Your task: Reproduce the UN climate panel article word for word, everything from "Recent years have" down to "emissions, he said.".

Text block:

The head of the United Nations announced the appointment Thursday of an expert panel led by Catherine McKenna, Canada’s former environment minister, that will scrutinize whether companies’ efforts to curb climate change are credible or mere “greenwashing.”
McKenna, who was minister of environment and climate change from 2015 to 2019, will chair the panel.
Recent years have seen an explosion of pledges by businesses — including oil companies — to reduce their greenhouse gas emissions to “net zero” amid consumer expectations that corporations bear part of the burden of cutting pollution. But environmental campaigners say many such plans are at best unclear, at worst designed to make companies look good when actually they are fuelling global warming.
“Governments have the lion’s share of responsibility to achieve net-zero emissions by mid-century,” United Nations Secretary General Antonio Guterres said.
This is particularly true for the G20 major emerging and industrialized economies that account for 80 per cent of greenhouse gas emissions, he said.
“But we also urgently need every business, investor, city, state and region to walk the talk on their net-zero promises,” he said.

Collected data

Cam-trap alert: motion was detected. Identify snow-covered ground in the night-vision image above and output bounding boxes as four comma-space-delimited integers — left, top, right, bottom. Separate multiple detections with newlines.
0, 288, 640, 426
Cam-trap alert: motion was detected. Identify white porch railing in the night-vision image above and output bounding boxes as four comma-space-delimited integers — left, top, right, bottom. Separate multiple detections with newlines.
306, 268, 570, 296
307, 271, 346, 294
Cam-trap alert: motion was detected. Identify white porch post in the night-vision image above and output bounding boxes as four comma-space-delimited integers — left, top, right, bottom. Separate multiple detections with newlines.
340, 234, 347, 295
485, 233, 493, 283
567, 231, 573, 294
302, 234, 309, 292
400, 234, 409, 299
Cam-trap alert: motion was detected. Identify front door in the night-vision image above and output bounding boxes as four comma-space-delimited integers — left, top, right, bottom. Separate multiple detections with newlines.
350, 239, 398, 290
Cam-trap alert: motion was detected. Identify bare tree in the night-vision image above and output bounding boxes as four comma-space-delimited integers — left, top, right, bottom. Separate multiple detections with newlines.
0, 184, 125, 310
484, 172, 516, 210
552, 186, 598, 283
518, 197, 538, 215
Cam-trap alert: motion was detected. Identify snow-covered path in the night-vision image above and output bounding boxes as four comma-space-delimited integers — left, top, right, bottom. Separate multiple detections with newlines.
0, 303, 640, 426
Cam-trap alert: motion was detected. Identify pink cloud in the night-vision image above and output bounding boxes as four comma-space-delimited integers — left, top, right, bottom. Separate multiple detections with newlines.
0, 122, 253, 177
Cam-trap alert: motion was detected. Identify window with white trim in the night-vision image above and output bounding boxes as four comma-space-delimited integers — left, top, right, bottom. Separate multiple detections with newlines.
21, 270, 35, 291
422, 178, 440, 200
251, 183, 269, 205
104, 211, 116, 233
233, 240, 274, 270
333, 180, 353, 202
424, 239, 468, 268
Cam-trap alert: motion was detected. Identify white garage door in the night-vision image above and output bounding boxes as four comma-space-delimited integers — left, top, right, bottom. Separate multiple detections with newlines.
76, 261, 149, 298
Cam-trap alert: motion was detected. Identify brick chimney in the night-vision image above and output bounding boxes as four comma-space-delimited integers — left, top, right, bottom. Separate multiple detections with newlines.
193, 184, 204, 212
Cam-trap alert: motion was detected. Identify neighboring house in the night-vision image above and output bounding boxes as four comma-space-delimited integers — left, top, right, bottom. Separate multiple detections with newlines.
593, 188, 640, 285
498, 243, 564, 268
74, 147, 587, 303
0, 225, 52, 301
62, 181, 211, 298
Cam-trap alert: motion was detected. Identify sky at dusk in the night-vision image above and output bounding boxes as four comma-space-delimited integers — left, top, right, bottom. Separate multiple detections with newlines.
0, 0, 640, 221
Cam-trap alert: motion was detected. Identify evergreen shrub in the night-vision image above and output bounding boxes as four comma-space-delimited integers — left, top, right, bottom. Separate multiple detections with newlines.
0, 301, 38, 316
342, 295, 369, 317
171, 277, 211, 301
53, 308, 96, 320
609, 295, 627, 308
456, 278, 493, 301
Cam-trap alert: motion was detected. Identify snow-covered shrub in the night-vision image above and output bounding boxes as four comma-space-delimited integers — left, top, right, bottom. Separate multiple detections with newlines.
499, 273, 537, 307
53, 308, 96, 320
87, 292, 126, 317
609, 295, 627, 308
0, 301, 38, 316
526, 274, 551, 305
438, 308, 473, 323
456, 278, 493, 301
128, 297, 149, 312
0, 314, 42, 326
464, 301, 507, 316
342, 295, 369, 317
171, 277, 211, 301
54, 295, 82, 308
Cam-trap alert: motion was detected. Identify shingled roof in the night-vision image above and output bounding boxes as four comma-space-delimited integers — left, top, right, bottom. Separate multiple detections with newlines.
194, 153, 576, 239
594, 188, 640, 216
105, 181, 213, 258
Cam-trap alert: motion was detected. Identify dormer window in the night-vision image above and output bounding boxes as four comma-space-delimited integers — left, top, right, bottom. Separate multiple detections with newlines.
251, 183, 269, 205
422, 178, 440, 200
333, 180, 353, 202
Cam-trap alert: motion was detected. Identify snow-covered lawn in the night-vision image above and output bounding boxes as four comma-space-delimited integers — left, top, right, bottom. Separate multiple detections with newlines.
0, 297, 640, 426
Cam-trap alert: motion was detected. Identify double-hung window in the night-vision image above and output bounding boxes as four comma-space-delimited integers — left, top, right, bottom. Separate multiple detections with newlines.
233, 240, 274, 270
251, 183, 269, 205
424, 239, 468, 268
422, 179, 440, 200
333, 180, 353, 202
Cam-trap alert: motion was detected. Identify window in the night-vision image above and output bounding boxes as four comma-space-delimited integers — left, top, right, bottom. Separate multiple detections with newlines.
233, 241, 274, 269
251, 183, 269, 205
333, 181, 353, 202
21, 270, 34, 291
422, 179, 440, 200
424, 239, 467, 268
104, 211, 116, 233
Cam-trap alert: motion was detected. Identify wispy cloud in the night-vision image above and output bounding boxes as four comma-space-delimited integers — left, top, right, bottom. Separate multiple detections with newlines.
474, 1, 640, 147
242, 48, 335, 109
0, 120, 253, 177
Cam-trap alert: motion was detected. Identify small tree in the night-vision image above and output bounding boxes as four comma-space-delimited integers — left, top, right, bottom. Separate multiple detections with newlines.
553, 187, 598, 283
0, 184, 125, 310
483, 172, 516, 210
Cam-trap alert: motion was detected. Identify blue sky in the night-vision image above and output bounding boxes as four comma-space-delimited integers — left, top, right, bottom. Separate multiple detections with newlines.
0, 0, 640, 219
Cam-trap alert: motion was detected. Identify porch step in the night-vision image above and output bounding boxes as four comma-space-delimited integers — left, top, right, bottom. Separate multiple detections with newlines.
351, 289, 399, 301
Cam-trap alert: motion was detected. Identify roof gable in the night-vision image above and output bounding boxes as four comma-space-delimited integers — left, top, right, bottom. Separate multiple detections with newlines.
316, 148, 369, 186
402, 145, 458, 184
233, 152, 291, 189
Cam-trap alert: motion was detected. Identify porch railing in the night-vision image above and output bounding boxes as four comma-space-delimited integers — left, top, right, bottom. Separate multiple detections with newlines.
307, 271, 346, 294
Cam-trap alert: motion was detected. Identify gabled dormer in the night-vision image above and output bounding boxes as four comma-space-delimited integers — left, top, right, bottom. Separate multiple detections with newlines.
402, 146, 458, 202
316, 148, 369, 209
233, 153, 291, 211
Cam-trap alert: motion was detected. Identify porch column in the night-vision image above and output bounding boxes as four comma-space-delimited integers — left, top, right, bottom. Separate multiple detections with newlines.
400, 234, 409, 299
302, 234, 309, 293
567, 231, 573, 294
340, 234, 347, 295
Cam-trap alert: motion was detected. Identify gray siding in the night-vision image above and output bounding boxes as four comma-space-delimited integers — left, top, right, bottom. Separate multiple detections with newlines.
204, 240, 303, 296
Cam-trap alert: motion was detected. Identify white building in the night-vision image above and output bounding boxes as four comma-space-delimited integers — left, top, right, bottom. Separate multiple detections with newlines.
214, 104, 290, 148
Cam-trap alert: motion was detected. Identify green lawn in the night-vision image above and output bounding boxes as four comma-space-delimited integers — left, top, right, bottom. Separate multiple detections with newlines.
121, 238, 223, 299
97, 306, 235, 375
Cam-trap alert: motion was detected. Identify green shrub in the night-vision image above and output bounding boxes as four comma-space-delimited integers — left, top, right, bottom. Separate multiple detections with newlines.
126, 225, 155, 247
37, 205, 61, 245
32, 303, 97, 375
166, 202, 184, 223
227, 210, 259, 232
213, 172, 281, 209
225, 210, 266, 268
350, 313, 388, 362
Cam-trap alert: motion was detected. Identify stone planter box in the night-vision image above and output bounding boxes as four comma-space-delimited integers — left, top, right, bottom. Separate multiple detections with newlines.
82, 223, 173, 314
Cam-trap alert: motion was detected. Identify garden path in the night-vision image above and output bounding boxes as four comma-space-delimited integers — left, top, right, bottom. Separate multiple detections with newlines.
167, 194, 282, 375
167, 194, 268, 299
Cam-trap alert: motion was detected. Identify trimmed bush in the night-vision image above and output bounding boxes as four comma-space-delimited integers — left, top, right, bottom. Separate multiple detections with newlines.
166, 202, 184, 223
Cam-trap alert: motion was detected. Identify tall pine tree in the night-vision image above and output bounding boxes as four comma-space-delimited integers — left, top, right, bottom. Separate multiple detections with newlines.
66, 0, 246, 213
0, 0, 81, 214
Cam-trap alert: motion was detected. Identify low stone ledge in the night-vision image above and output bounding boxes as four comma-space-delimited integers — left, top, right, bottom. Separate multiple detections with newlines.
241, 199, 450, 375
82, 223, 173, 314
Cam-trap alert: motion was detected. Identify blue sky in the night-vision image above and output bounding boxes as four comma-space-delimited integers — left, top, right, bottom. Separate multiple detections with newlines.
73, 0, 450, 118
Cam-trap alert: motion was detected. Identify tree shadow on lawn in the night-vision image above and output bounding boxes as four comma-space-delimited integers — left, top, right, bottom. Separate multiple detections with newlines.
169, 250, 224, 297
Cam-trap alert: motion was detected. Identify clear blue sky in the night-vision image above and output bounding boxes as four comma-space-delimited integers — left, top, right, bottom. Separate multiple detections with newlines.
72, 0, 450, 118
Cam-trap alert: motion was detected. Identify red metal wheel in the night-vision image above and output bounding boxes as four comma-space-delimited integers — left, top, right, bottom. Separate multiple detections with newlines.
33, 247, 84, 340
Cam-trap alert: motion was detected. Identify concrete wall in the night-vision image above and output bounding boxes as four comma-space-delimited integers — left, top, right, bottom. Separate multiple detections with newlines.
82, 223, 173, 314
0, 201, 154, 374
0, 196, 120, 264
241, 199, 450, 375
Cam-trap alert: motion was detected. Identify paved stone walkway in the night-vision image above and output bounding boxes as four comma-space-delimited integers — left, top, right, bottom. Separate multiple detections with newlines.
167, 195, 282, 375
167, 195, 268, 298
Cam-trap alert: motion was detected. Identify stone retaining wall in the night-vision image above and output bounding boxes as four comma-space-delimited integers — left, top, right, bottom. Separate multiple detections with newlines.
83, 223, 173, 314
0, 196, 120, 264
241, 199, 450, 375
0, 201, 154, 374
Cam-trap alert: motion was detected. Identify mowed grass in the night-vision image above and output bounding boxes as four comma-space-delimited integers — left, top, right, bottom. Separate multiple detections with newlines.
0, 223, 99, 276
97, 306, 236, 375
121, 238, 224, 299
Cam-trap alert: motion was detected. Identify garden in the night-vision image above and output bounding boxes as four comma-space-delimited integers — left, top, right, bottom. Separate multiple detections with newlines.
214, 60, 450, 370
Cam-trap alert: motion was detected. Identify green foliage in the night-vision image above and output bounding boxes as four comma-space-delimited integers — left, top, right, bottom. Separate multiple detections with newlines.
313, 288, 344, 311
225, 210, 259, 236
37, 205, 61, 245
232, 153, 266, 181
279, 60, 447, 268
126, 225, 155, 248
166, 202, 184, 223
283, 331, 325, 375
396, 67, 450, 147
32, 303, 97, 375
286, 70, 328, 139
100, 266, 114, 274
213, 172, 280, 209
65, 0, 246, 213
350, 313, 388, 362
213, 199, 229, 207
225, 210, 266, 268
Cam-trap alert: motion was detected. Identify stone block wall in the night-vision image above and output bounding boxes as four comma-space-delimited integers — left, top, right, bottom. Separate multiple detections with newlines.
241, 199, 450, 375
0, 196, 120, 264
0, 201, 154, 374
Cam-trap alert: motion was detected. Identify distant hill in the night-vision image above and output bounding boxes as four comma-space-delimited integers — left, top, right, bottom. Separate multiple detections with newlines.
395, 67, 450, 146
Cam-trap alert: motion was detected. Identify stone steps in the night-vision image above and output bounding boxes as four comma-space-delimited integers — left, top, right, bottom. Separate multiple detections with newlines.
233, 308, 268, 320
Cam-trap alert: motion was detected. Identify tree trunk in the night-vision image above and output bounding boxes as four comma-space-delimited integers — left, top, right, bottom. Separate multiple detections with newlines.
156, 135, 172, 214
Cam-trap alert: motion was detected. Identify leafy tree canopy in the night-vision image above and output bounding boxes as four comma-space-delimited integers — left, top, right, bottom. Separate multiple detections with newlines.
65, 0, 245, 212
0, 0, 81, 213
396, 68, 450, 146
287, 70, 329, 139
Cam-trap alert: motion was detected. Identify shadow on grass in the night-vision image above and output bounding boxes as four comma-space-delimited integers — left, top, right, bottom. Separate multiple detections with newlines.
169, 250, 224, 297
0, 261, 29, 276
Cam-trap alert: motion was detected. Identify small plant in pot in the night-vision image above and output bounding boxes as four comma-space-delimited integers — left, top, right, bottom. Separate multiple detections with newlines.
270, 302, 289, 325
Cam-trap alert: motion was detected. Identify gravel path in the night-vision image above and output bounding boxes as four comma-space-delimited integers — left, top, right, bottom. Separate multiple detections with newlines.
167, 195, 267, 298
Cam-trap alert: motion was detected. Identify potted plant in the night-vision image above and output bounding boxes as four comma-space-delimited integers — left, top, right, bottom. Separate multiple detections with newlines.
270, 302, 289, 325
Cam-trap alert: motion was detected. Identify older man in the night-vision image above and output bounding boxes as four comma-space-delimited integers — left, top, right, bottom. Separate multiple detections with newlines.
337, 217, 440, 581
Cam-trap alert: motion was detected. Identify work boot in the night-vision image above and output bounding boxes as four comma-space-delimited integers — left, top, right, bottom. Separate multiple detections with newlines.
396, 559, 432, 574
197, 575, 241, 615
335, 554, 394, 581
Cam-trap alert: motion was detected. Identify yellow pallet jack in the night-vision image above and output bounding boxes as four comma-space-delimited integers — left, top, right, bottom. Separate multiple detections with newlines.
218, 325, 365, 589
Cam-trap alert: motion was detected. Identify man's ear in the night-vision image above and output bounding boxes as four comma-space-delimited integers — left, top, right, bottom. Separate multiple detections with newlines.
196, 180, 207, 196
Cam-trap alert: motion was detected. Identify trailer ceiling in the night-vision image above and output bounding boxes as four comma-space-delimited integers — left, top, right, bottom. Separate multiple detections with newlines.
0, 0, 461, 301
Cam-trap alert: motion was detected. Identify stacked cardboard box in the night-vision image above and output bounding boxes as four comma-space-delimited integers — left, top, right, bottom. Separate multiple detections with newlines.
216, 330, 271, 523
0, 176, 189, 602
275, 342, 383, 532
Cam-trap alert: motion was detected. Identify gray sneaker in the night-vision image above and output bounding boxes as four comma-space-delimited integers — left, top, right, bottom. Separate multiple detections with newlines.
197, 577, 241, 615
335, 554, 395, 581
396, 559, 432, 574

Solution for this problem:
Recent years have seen an explosion of pledges by businesses — including oil companies — to reduce their greenhouse gas emissions to “net zero” amid consumer expectations that corporations bear part of the burden of cutting pollution. But environmental campaigners say many such plans are at best unclear, at worst designed to make companies look good when actually they are fuelling global warming.
“Governments have the lion’s share of responsibility to achieve net-zero emissions by mid-century,” United Nations Secretary General Antonio Guterres said.
This is particularly true for the G20 major emerging and industrialized economies that account for 80 per cent of greenhouse gas emissions, he said.